* **TASK PROMPT**:
From the material below, pull out each line that contains the string "cloud". Case counts.

────────────────

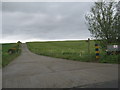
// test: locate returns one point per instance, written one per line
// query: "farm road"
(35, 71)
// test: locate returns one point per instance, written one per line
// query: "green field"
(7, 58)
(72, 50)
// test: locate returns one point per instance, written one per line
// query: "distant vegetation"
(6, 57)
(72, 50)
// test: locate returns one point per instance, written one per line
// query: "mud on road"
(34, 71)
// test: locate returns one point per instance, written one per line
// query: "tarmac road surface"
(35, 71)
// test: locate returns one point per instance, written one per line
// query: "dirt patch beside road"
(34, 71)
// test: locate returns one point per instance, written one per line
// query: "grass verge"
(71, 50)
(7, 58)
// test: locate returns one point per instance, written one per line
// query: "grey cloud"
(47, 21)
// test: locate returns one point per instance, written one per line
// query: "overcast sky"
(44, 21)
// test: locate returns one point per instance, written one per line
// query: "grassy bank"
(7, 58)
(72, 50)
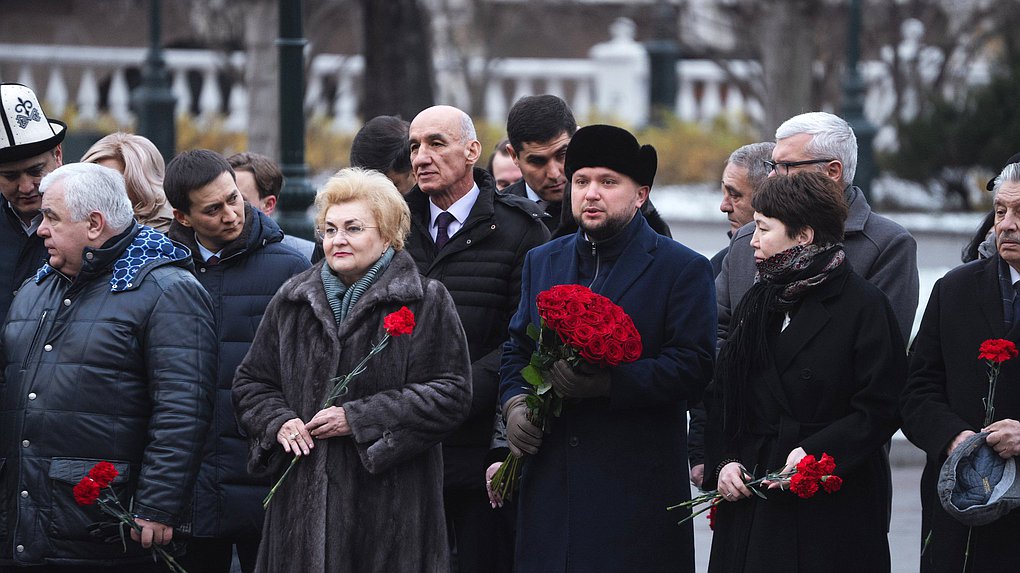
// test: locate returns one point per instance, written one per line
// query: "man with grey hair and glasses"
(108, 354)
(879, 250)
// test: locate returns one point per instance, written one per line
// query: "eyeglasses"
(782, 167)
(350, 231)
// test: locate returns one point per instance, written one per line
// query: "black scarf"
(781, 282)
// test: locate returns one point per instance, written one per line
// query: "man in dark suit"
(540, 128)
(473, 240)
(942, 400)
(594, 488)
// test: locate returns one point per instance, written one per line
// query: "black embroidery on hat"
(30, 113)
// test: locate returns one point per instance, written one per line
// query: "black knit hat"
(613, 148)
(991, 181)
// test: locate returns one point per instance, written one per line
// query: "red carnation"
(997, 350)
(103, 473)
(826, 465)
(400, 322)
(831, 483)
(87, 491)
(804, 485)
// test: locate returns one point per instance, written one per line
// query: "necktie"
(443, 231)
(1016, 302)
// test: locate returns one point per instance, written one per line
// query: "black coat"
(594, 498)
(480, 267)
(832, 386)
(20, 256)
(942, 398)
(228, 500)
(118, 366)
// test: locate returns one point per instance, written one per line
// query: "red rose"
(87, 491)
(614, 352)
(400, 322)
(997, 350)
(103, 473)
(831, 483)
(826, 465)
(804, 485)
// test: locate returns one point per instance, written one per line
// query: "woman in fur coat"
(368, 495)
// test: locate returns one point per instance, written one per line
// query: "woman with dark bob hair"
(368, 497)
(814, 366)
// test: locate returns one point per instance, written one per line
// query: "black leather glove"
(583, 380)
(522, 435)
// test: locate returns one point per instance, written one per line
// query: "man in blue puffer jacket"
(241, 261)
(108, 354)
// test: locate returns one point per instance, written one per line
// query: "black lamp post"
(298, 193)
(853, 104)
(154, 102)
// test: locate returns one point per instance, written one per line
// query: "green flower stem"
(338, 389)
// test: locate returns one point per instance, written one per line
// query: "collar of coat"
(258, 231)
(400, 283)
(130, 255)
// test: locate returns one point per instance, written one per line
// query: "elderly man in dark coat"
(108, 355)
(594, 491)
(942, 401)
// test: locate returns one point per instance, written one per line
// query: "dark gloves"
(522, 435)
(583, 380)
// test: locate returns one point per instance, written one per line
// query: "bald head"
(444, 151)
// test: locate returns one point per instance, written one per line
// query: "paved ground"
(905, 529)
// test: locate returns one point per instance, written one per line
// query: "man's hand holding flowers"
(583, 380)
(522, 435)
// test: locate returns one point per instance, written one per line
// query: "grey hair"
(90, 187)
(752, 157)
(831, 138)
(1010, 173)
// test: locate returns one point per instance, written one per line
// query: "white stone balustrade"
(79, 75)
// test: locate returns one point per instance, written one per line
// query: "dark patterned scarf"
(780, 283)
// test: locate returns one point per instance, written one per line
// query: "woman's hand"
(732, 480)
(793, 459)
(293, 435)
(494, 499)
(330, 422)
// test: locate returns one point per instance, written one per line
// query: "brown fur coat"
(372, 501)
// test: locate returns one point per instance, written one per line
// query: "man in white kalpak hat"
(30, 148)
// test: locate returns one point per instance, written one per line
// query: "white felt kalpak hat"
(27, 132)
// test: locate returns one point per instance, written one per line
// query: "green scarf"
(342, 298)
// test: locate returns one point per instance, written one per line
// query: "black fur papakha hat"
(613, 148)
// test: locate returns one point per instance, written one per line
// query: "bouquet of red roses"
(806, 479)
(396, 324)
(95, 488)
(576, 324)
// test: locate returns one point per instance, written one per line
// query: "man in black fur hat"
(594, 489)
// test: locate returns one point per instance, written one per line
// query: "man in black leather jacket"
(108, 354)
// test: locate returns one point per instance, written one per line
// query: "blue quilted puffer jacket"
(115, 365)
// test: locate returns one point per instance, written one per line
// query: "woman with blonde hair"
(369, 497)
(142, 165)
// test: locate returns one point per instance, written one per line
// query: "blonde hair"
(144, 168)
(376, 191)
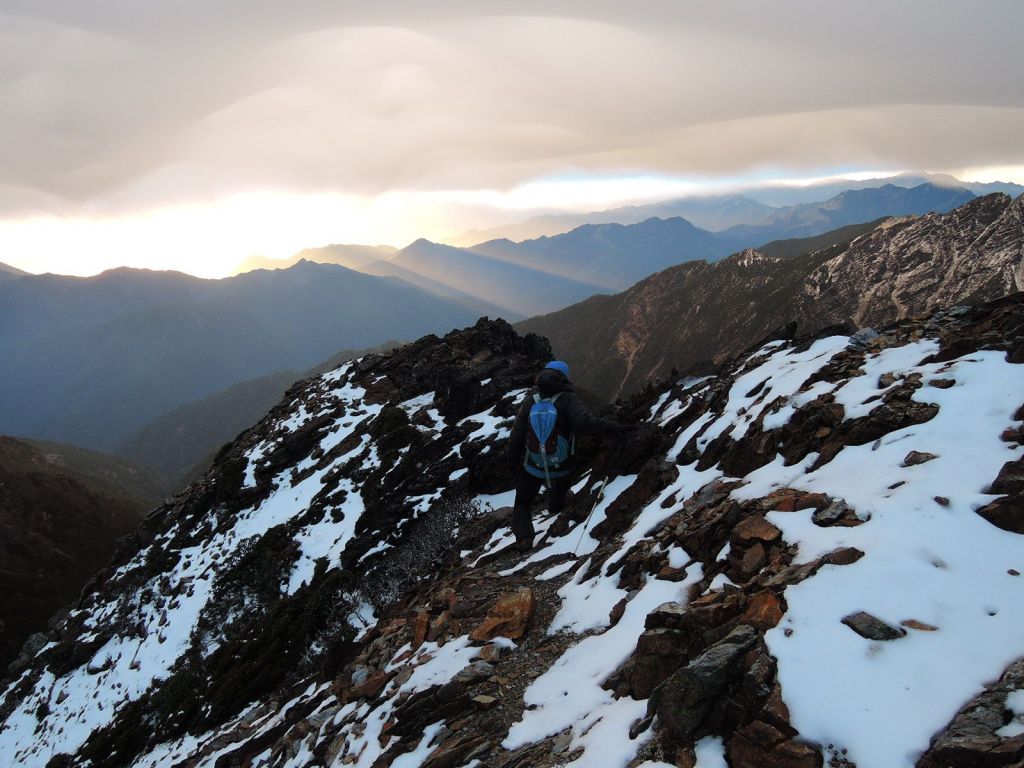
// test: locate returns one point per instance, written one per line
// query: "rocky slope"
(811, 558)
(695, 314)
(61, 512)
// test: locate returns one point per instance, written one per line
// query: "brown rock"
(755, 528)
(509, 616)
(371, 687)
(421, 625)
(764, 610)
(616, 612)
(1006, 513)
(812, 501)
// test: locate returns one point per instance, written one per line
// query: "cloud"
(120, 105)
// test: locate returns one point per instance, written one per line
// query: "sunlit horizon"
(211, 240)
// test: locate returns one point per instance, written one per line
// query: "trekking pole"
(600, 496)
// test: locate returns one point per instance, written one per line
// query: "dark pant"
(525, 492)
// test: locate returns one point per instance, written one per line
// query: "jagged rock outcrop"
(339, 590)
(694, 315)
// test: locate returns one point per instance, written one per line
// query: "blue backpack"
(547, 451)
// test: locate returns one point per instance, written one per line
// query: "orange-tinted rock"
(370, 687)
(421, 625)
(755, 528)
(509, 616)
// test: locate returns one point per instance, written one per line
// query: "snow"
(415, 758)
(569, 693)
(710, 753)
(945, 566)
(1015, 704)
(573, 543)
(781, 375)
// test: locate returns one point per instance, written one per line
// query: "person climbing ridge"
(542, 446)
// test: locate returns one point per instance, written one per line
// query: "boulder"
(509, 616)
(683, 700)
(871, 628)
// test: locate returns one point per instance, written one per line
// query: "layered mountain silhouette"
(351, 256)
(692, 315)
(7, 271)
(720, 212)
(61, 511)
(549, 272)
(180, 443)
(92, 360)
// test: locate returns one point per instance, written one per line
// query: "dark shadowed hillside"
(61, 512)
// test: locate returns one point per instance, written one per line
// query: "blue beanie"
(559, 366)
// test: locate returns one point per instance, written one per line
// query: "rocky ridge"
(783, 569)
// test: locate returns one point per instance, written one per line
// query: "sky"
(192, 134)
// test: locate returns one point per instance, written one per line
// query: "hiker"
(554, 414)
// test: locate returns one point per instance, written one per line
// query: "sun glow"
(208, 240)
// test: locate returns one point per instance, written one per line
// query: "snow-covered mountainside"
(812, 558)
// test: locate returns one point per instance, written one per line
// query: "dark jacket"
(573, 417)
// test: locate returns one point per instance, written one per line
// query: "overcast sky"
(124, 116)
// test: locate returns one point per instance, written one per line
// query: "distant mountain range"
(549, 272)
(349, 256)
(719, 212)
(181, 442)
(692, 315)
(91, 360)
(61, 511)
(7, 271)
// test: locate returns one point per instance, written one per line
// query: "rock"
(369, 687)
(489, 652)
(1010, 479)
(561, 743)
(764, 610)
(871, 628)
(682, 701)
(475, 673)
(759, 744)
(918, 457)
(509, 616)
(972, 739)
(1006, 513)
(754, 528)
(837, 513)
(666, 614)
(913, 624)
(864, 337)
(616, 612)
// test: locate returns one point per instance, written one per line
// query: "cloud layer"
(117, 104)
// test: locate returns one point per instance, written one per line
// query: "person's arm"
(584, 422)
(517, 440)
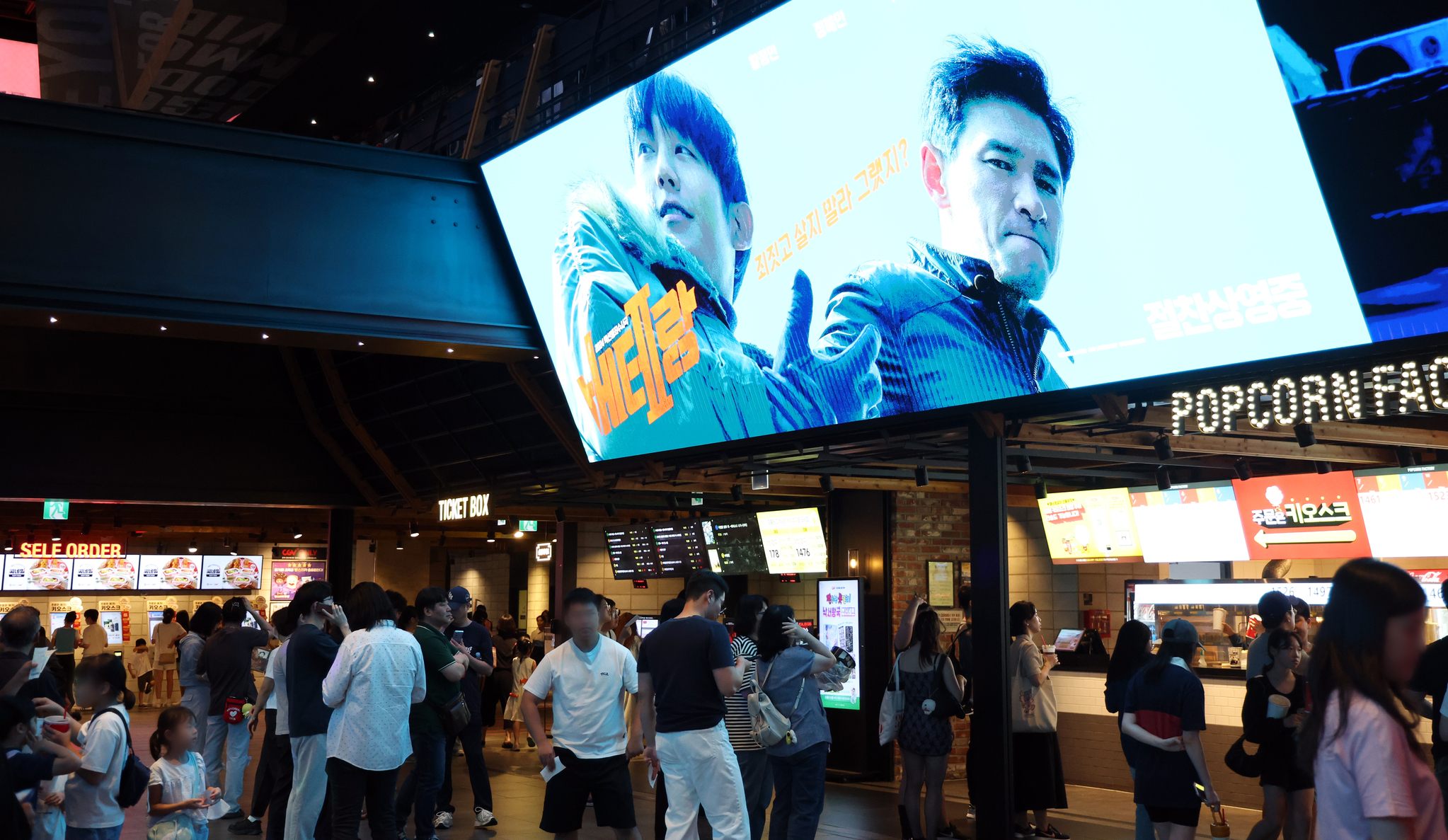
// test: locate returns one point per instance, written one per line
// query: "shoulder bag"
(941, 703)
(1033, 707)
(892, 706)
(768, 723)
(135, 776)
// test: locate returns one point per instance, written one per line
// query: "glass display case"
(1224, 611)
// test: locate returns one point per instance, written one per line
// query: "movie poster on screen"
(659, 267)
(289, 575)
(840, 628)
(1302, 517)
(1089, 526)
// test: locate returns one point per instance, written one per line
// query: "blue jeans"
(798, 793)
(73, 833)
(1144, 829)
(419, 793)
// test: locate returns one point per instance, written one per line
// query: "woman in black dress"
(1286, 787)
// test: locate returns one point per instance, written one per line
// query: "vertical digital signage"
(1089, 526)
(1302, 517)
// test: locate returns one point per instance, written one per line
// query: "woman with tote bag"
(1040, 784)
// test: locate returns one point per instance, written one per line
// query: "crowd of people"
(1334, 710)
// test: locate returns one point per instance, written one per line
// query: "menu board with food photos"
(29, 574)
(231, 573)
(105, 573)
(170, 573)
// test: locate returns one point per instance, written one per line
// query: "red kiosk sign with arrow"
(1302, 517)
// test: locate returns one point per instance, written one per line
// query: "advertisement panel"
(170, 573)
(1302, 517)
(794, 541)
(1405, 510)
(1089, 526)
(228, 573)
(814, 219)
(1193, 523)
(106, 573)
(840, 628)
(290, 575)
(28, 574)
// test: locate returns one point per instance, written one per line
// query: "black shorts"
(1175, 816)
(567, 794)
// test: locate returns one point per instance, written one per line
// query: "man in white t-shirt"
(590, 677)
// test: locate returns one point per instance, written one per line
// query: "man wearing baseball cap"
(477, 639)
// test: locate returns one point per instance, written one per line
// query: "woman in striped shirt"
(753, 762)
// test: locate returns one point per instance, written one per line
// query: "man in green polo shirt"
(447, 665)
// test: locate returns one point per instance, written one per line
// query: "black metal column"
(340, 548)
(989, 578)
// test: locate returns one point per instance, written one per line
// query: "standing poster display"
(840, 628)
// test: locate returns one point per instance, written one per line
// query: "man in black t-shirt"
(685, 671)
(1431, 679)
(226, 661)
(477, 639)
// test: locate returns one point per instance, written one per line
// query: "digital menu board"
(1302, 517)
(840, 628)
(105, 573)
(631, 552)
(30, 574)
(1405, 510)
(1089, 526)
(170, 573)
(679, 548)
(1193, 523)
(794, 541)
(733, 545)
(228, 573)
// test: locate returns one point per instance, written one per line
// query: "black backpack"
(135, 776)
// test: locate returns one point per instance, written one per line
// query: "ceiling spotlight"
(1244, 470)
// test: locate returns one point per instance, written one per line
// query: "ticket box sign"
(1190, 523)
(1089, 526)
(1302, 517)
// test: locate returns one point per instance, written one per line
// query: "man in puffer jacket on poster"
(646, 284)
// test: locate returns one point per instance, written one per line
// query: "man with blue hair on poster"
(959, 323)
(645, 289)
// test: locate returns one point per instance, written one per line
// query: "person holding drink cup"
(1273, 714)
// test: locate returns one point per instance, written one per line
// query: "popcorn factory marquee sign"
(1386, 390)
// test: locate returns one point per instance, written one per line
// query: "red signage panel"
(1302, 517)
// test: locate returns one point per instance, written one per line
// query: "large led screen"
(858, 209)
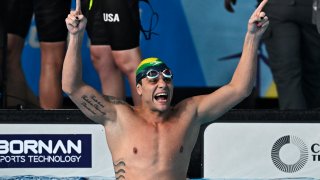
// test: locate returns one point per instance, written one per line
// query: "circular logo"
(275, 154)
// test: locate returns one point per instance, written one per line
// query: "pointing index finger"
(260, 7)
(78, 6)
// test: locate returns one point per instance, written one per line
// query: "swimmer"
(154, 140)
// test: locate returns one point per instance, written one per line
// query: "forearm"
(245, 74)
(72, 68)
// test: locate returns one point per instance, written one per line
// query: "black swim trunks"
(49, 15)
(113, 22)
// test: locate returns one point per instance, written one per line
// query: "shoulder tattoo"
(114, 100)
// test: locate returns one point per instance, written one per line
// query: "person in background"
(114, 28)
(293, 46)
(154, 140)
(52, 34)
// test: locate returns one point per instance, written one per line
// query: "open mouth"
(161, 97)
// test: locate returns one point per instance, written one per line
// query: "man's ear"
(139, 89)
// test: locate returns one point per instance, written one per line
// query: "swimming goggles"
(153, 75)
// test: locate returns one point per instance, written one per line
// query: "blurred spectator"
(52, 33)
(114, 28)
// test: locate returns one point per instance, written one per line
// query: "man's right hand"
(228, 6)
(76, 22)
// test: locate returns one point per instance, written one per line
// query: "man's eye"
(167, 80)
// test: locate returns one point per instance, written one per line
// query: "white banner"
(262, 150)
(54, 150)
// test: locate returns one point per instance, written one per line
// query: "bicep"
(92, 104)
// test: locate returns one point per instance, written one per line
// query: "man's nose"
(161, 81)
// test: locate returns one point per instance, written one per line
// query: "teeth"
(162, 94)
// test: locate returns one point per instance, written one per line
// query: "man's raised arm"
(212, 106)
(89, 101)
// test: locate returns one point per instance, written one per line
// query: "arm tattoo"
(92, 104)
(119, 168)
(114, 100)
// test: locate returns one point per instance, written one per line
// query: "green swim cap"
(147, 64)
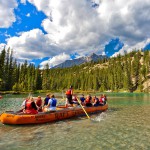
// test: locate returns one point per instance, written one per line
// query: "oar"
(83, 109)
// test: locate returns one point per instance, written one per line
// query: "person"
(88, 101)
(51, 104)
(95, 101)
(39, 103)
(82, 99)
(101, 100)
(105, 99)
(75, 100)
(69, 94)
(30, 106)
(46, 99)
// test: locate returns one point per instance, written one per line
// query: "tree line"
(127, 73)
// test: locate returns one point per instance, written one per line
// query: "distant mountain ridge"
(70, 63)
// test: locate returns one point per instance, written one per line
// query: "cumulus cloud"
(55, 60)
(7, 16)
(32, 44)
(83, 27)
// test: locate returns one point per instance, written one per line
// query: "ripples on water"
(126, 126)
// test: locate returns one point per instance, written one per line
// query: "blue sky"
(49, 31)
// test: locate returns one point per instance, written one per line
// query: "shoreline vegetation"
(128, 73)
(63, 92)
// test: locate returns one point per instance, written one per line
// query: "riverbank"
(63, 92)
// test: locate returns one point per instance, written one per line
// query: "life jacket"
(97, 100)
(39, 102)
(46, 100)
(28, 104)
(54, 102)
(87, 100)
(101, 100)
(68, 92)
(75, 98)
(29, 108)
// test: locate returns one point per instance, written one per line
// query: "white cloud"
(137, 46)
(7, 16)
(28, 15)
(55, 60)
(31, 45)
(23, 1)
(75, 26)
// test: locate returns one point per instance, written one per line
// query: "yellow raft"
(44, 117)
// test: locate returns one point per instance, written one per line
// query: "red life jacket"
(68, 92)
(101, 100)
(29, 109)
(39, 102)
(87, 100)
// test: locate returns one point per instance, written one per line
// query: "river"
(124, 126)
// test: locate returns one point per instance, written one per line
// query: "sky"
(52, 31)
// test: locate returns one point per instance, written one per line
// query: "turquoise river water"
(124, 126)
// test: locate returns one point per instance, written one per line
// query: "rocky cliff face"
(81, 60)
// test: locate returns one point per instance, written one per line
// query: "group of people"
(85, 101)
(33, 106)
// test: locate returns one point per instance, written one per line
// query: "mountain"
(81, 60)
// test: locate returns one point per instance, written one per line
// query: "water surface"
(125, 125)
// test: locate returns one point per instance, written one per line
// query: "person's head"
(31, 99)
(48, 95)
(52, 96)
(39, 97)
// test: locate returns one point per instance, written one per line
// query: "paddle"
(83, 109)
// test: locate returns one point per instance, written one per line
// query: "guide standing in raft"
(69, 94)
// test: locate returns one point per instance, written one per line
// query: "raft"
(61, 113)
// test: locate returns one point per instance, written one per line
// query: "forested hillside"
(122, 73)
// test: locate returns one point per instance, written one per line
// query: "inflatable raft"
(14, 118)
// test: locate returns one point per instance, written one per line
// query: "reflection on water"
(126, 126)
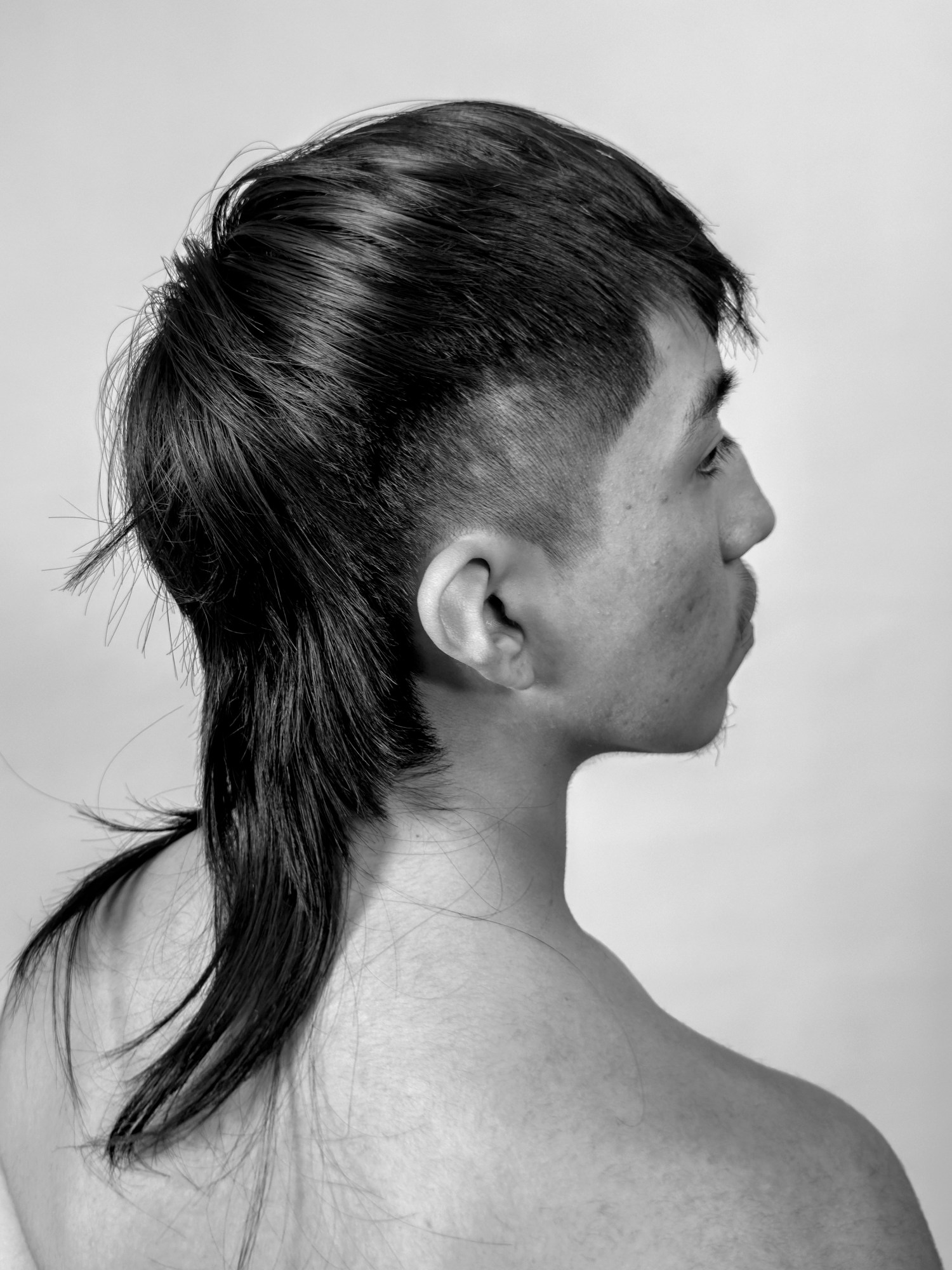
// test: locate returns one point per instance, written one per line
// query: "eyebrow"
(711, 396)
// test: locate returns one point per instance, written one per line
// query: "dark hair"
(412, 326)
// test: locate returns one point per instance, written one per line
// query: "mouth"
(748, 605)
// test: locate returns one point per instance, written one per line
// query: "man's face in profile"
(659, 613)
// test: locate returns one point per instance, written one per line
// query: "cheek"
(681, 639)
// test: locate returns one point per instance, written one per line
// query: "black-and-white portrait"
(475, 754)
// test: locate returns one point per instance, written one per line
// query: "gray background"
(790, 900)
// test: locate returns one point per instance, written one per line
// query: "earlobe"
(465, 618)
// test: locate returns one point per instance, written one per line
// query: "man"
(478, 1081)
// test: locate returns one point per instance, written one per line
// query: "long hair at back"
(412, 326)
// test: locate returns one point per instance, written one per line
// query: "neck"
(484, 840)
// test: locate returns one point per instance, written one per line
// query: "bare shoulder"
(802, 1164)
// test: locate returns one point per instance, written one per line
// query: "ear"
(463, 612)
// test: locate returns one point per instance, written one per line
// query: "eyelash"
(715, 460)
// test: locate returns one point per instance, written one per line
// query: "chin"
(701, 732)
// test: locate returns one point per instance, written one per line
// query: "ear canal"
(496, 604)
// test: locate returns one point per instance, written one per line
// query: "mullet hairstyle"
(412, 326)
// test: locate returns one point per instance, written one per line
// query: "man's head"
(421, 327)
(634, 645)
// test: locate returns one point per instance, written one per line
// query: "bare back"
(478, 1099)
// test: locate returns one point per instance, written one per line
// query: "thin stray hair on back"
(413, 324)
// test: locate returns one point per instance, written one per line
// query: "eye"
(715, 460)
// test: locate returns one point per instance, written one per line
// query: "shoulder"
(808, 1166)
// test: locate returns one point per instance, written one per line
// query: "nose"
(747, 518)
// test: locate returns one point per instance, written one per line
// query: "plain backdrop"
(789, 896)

────────────────

* **EXPECTED ANSWER**:
// query: "grey cloud"
// query: "cloud"
// query: "cloud layer"
// query: "cumulus cloud"
// query: "white cloud"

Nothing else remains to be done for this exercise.